**Aim of the task:**
Copy the material from the line with "Category: tree shadow on grass" up to and including the line with "pixel 1158 451". Raise both pixel coordinates of every keypoint by 67, and leave all other lines, including the coordinates under "Format example:", unchanged.

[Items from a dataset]

§ §

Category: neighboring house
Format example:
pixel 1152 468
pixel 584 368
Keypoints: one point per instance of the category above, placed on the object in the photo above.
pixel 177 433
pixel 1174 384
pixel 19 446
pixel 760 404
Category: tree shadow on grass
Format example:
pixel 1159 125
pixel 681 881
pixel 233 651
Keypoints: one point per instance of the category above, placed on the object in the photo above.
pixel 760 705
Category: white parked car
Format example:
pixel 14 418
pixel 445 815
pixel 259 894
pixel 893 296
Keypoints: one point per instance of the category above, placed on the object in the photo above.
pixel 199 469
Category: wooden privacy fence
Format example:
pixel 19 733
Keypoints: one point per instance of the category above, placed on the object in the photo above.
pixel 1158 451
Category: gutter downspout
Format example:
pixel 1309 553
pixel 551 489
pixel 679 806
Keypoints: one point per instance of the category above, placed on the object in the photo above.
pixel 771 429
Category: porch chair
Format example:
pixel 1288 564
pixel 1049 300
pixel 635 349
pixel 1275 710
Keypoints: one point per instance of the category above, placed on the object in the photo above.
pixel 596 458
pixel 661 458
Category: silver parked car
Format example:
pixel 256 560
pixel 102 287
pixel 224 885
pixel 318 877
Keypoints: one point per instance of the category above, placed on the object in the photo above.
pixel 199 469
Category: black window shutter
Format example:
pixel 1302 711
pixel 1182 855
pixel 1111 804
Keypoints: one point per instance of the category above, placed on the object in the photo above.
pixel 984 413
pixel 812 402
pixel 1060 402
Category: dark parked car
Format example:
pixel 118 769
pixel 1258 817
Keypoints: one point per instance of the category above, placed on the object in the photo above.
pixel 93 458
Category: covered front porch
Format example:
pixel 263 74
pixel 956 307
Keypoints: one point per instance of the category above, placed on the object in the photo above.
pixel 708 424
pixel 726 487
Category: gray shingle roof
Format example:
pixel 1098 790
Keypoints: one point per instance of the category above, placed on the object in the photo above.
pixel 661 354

§ §

**Solution for this exercise:**
Category: tree shadow on grass
Format example:
pixel 1159 125
pixel 681 881
pixel 233 651
Keypoints: one point per instance of the category above, placed on the object in the photo above.
pixel 827 772
Category: white parked car
Format example:
pixel 14 418
pixel 445 815
pixel 259 894
pixel 893 296
Keypoints: one point per instance of the category above, placed on the object in the photo above.
pixel 266 536
Category: wooden privacy fence
Format example:
pixel 19 733
Keypoints: one point per instance of the category above, placed on the object in the photo above.
pixel 1225 518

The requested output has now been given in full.